— Start of Text shown —

This way, you can reference any ES6 module in any npm package:
Venodr_Package_Shared_Dto_Service_Save => /home/user/app/node_modules/@vendor/package/src/Shared/Dto/Service/Save.js
Depending on the execution environment, the mapping may be different:
Vendor_Package_ => /home/user/app/node_modules/@vendor/package/src // Linux style
Vendor_Package_ => C:\projects\app\node_modules\@vendor\package\src // Window style
Vendor_Package_ => https://unpkg.com/@vendor/package/src // Web style
The source code employs namespaces to reference dependencies, while the object container utilizes a resolver to translate the namespace into the corresponding path to the source code file, contingent upon the runtime environment:
Venodr_Package_Shared_Dto_Service_Save => /home/user/app/node_modules/@vendor/package/src/Shared/Dto/Service/Save.js
Venodr_Package_Shared_Dto_Service_Save => C:\projects\app\node_modules\@vendor\package\src\Shared\Dto\Service\Save.js
Venodr_Package_Shared_Dto_Service_Save => https://unpkg.com/@vendor/package/src/Shared/Dto/Service/Save.js
Dependency Specification
JavaScript lacks reflection capabilities similar to Java or PHP. Consequently, to enable the object container to comprehend the necessary dependencies for creating a specific object, a distinct convention is employed - a dependency specification. A dependency specification is an object where each key represents the identifier of the required dependency:
class Service {
constructor(
{
App_Config: config,
App_Logger: logger
}
) {}
}
In the object container, the required object is created as follows:
const App_Config = await container.get('App_Config');
const App_Logger = await container.get('App_Logger');
const spec = {App_Config, App_Logger};
const obj = new Service(spec);
If dependencies are injected into a factory function, it appears as follows:
function Factory({App_Config: config, App_Logger: logger}) {
// perform operations with dependencies and compose the result
return res;
}
Es6 export
In ES6+, a distinct building block in application development is the act of exporting:
export {
obj1 as default, obj2, obj3
};
Static linking through imports is performed at the level of these building blocks:
import obj1 from './mod.js';
import {obj2} from './mod.js';
This implies that the dependency identifier must have the capability to reference not only the ES6 module itself but also a specific export within it, as illustrated in this example:
const exp = 'Vendor_Package_Module.export';
const def = 'Vendor_Package_Module.default';
const obj2 = 'Vendor_Package_Module.obj2';
In this case, the dependency declaration in a constructor or factory function could look like this:
class Service {
constructor(
{
'App_Config.default': config,
'App_Util.logger': logger
}
) {}
}
Late binding
The object container links objects not at the source code level but in runtime mode. In my applications, I have encountered two particularly useful runtime object lifecycles:
- Singleton: It exists in a single instance within the application.
- Instance: A new object is created each time.

— End of Text shown —
— Start of Data entries —

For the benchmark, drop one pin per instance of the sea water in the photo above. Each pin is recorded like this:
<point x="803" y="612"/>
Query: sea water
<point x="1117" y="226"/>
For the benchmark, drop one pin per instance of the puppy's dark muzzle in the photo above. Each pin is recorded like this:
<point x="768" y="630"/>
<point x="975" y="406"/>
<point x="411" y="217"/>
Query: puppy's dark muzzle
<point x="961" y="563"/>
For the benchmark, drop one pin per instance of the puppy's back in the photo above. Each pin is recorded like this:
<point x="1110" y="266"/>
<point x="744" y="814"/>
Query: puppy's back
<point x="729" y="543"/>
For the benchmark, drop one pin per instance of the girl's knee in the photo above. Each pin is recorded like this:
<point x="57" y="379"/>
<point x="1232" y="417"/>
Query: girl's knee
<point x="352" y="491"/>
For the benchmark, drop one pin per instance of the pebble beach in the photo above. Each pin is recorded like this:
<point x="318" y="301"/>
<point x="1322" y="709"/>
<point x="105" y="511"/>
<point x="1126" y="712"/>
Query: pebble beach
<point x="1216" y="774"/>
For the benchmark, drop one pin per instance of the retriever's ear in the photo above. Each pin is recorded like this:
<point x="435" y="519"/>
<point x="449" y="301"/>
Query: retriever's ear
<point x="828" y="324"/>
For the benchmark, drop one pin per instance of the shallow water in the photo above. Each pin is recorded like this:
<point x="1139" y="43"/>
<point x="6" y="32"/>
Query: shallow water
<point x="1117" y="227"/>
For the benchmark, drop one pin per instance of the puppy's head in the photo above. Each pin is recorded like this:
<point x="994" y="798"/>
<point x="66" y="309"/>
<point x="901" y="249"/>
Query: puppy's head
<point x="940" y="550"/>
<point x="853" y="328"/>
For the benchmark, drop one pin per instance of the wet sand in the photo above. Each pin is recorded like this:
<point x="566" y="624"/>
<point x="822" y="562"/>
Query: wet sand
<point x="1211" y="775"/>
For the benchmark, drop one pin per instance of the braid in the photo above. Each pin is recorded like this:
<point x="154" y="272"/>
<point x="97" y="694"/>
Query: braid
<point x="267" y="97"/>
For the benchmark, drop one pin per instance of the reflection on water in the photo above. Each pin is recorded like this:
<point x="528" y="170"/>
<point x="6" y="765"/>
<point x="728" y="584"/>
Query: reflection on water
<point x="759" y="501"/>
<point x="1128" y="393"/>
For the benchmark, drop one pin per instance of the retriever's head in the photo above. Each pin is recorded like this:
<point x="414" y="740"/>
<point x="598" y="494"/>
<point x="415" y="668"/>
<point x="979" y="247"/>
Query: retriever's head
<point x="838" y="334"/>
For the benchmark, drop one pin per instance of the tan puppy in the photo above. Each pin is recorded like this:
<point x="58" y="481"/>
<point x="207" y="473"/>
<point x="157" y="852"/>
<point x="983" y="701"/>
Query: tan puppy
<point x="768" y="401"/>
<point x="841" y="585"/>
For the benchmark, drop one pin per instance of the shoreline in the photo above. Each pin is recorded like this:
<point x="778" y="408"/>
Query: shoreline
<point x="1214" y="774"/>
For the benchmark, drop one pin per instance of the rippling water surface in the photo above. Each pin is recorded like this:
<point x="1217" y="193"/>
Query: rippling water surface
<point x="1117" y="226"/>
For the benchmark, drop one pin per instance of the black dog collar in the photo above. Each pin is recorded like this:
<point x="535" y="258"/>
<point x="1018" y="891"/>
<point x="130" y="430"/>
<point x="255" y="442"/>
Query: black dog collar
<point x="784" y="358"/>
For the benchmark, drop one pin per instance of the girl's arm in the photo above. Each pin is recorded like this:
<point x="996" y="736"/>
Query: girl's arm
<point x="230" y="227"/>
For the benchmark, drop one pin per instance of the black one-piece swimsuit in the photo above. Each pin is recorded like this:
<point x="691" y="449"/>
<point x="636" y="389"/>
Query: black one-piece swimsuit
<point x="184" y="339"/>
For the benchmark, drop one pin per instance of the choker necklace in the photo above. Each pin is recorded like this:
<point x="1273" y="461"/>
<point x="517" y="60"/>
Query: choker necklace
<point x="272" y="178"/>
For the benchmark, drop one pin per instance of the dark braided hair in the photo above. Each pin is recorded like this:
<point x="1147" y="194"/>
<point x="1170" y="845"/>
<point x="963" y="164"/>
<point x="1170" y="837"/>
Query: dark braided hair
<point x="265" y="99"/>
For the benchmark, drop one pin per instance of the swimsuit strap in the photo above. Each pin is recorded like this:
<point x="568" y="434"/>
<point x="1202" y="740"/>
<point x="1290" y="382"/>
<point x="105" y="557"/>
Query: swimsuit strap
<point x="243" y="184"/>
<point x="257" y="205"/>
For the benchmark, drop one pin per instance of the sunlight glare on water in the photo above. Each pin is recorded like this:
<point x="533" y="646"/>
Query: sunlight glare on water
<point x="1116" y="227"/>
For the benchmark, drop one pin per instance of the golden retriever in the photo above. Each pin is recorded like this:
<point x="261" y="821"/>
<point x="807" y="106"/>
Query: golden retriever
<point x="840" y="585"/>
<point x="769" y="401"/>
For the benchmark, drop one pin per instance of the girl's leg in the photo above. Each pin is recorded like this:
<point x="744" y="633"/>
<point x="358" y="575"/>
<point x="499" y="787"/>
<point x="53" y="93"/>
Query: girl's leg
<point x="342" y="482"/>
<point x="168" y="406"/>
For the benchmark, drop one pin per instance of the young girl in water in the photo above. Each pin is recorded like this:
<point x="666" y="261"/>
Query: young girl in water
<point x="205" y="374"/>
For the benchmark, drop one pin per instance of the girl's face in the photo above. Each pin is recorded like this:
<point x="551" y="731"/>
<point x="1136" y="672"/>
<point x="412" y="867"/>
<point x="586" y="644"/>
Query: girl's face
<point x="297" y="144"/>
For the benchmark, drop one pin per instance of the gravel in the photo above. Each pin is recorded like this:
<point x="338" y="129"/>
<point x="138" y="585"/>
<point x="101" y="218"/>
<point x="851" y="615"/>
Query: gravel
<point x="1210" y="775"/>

— End of Data entries —

▸ **Short problem 1**: In the text on the JavaScript object container, which two runtime object lifecycles does the writer name as particularly useful?
▸ **Short problem 2**:
Decide whether each statement agrees with the text on the JavaScript object container. Answer yes or no, and quote the deciding words of the text.
(a) JavaScript has reflection capabilities like those of Java or PHP.
(b) The object container links objects at the source code level.
(c) Under the Instance lifecycle, a new object is created each time.
▸ **Short problem 3**: Write a continuation of the text on the JavaScript object container that starts after its last sentence.

▸ **Expected output 1**: Singleton and Instance.

▸ **Expected output 2**:
(a) No: "JavaScript lacks reflection capabilities similar to Java or PHP."
(b) No: "The object container links objects not at the source code level but in runtime mode."
(c) Yes: "Instance: A new object is created each time."

▸ **Expected output 3**:
Since any string can be used as an object key in a dependency specification, various formats can be devised to specify the lifecycle of the required dependency. I have personally chosen the following format:
const asIs = 'Vendor_Package_Module.default';
const asSingleton = 'Vendor_Package_Module.default$';
const asInstance = 'Vendor_Package_Module.default$$';
In principle, each package can have its own format for describing the dependencies it uses internally. The
TeqFw_Di_Container_Parser
object is responsible for applying the appropriate format within the required namespace.
Transforming the Result
Here are the steps for the object container:
There are two stages involved here:
- Preprocessing: the modification of the dependency identifier
- Postprocessing: the modification of the created object
Preprocessing
At times, situations may arise, especially when utilizing various extensions of the core functionality, where it becomes
necessary to redefine certain objects within the application. For such scenarios, @teqfw/di
includes a preprocessor:
/** @type {TeqFw_Di_Api_Container_PreProcessor} */
const pre = container.getPreProcessor();
You can add handlers (chunks) to the preprocessor that are capable of modifying the initial depId
:
/** @type {TeqFw_Di_Api_Container_PreProcessor_Chunk} */
const replace = new ReplaceChunk(); // some implementation of the interface
pre.addChunk(replace);
The preprocessor calls the handlers sequentially and can, for example, replace a dependency from the base npm package
(App_Base_Mod_Api_Service_Auth
) with another dependency from one of the npm packages (Auth_Password_Mod_Service
or
OAuth2_Mod_Service
), depending on the npm packages included in the application compilation.
By using such replacements, you can implement the core functionality in one npm package, while in other npm packages, you can implement the additional functionality required by the core package.
Postprocessing
Since the container creates all objects in the application, it can also perform additional actions on newly created objects, such as adding extra functionality to them in the form of a wrapper.
@teqfw/di
enables you to add individual handlers to the post-processing stage and modify the result. For example, you
can wrap a finished object or perform various operations on it:
// ./PostChunk.js
/**
* @implements TeqFw_Di_Api_Container_PostProcessor_Chunk
*/
export default {
modify: function (obj, originalId, stack) {
if (originalId.wrappers.indexOf('proxy') !== -1)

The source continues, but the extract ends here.